# Source text
Work in the Garden Part 2: Parched Earth

As I mentioned in the previous blog post, another problem facing our gardens is reliable access to water. The entire village has a water problem, and to be honest I’m not quite sure why.

In the main village of Kijungumoto and several surrounding sub-villages, there are water taps at several points around town. These communal taps are either owned by individuals or the village itself, and they are how most people get all the water they use. The taps are great because when they are on, water is mere yards away– when they are on. For some reason I do not fully understand, none of the taps in Kijungumoto are consistently available. The water gets cut frequently and the whole village will go for days without water, and when they are on the water is only available for about 2 hours a day. Since these taps are how the entire village gets water for cooking, cleaning, drinking, everything, the lines to get water are always incredibly long. People will line up with their buckets and wait, just hoping to get some water before the taps shut off. Oddly enough, the taps are more reliably on at night. For this reason, many people (myself included) will wake up at 4:00 AM to get water, and by 4:30 there is usually a line. As you can see, water is a huge problem for the village as a whole, not to mention home gardens.

With this unreliable water access in town and the unreliable rains, we knew we needed a water management plan to keep the gardens healthy and well-watered, even when water is not available. The main way we are addressing the issue is through water storage tanks. I went around to each garden and took measurements, and using that information determined the size of tank needed for each garden. For the majority of gardens, 500 and 1,000 liter tanks were sufficient. There are 3 exceptions: Mama Eliza, Bakari, and Rajabu. Mama Eliza has the largest garden in our group, and it is directly adjacent to Bakari’s garden. Due to the size and proximity of these two gardens, they are sharing a 2,000 liter water tank. Rajabu’s garden is the smallest, and his water situation is kind of unique.

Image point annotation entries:

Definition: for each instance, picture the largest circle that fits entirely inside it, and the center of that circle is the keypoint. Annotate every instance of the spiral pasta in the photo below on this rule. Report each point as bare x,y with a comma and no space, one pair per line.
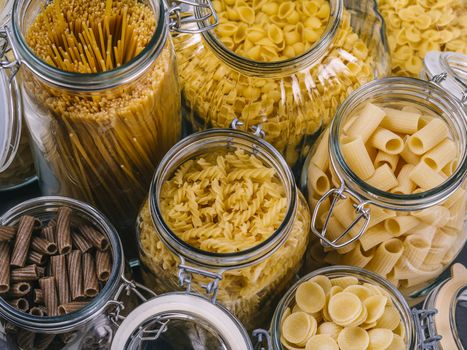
418,26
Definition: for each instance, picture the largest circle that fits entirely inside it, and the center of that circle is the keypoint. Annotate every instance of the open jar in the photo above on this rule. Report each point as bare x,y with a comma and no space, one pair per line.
16,163
224,216
235,70
101,97
91,327
393,220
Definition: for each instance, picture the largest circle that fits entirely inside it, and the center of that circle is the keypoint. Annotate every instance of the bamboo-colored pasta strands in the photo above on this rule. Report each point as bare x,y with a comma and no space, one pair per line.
23,239
7,233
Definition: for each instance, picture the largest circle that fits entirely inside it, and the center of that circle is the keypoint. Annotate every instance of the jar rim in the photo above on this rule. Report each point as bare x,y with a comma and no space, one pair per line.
340,271
407,87
211,259
313,54
69,321
88,81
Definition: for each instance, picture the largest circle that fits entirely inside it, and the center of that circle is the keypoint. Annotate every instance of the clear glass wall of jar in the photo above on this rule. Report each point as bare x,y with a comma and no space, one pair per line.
363,276
98,136
248,282
293,98
17,168
436,214
91,327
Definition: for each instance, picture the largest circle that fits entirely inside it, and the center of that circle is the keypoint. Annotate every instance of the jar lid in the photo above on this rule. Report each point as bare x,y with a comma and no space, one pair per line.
449,70
10,115
451,303
181,321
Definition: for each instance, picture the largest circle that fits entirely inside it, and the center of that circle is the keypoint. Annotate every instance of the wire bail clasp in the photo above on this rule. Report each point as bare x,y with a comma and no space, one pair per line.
185,279
190,16
424,325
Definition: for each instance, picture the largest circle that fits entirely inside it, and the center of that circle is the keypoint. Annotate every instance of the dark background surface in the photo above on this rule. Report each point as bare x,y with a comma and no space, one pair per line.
10,198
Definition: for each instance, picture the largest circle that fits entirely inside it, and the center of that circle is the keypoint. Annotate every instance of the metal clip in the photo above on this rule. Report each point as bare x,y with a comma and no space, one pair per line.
262,336
185,277
256,129
5,48
117,306
424,324
362,214
201,19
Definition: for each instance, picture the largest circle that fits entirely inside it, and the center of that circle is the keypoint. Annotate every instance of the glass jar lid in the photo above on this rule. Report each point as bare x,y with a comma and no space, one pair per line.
448,69
181,321
450,299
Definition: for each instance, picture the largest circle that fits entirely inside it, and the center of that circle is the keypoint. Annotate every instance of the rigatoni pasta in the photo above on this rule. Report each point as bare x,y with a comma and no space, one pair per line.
355,315
409,248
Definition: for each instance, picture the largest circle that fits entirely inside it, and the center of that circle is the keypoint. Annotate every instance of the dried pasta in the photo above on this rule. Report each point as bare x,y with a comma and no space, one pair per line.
361,316
291,106
409,248
415,27
223,203
101,146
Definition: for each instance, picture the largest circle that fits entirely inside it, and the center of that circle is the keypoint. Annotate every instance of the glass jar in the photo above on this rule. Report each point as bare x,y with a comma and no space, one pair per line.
292,99
99,136
417,27
16,163
449,70
247,281
93,326
419,231
408,323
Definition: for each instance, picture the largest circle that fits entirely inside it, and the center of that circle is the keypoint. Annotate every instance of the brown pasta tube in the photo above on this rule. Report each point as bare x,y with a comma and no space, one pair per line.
23,239
36,258
71,307
81,243
20,289
63,230
25,339
21,304
98,239
50,295
103,265
91,285
38,311
75,275
48,233
25,274
7,233
43,341
58,263
38,296
43,246
4,267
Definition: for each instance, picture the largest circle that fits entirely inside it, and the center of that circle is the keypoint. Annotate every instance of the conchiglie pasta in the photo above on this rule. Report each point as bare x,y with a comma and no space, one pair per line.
403,246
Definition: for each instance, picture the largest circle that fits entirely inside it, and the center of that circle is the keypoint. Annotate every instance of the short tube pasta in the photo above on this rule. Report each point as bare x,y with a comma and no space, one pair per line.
408,247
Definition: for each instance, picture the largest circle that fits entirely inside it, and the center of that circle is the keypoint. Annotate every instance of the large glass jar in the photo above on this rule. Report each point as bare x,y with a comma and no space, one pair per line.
92,327
245,277
98,126
412,229
291,98
16,163
419,26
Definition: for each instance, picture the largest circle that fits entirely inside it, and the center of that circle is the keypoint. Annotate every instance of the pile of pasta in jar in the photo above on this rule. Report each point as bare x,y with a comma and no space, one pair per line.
230,208
283,64
410,161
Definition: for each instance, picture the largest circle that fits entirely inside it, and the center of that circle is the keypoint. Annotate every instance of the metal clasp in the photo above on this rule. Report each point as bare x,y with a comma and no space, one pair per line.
5,62
117,306
185,278
424,324
263,339
256,129
202,18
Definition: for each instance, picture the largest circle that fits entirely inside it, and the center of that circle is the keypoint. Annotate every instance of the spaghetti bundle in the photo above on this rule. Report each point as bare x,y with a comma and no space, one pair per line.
102,146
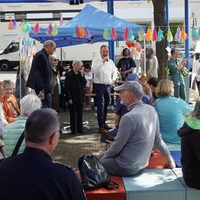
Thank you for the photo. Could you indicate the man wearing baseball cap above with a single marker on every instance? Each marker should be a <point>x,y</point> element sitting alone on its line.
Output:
<point>138,132</point>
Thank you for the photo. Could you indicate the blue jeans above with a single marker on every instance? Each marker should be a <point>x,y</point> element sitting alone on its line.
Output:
<point>102,101</point>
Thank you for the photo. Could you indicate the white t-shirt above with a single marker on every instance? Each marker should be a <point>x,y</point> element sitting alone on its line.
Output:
<point>88,77</point>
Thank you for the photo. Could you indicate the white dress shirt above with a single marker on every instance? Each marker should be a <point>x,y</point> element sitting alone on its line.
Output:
<point>104,73</point>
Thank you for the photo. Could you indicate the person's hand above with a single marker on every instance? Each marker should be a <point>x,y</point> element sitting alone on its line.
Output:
<point>41,95</point>
<point>105,59</point>
<point>70,102</point>
<point>112,83</point>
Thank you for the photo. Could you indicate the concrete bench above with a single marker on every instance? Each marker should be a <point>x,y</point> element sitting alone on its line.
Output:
<point>191,194</point>
<point>154,184</point>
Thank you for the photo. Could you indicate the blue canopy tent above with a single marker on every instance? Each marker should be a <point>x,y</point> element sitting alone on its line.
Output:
<point>96,21</point>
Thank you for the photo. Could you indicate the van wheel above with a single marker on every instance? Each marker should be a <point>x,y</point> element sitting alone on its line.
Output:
<point>5,66</point>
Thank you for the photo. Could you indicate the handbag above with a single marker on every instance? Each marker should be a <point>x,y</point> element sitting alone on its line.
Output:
<point>93,174</point>
<point>17,146</point>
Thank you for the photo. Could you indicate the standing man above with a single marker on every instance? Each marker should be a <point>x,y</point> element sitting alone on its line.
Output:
<point>33,174</point>
<point>40,77</point>
<point>105,74</point>
<point>176,69</point>
<point>138,132</point>
<point>126,64</point>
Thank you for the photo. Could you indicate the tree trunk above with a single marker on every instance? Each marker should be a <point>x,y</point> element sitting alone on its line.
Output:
<point>159,21</point>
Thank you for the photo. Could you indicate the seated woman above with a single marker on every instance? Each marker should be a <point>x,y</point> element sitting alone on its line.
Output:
<point>171,111</point>
<point>13,131</point>
<point>190,148</point>
<point>9,102</point>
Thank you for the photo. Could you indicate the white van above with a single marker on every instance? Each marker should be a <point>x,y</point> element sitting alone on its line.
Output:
<point>9,57</point>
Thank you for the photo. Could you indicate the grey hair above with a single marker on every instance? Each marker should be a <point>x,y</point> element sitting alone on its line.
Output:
<point>8,83</point>
<point>29,103</point>
<point>48,43</point>
<point>76,62</point>
<point>52,56</point>
<point>196,112</point>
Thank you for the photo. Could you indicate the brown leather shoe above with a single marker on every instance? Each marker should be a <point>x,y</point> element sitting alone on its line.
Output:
<point>107,127</point>
<point>102,130</point>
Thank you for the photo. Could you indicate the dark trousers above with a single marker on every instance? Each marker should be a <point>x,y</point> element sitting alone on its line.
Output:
<point>76,113</point>
<point>47,101</point>
<point>102,101</point>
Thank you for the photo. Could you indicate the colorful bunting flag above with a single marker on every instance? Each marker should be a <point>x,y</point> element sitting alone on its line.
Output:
<point>87,33</point>
<point>126,34</point>
<point>194,34</point>
<point>82,34</point>
<point>105,33</point>
<point>74,33</point>
<point>10,25</point>
<point>27,28</point>
<point>77,31</point>
<point>160,34</point>
<point>14,25</point>
<point>55,30</point>
<point>36,29</point>
<point>140,35</point>
<point>155,35</point>
<point>169,35</point>
<point>178,34</point>
<point>183,34</point>
<point>131,36</point>
<point>49,29</point>
<point>149,35</point>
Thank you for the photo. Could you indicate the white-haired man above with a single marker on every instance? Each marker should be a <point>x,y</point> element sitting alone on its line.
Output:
<point>138,132</point>
<point>40,77</point>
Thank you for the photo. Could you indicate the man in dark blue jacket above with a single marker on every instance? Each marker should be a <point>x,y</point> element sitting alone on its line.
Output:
<point>33,175</point>
<point>40,77</point>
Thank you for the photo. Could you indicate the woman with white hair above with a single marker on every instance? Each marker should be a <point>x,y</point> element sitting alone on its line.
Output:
<point>74,89</point>
<point>13,131</point>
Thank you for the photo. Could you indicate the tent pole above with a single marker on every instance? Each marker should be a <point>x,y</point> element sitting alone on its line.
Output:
<point>110,9</point>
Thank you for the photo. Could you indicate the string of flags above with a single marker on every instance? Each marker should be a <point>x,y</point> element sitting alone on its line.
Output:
<point>111,34</point>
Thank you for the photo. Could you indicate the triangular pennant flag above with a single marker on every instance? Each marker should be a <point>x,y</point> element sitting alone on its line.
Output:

# To be done
Print the passage of the garden water post from "As I mentioned" to "quite sure why.".

# Output below
As I mentioned in the previous blog post, another problem facing our gardens is reliable access to water. The entire village has a water problem, and to be honest I’m not quite sure why.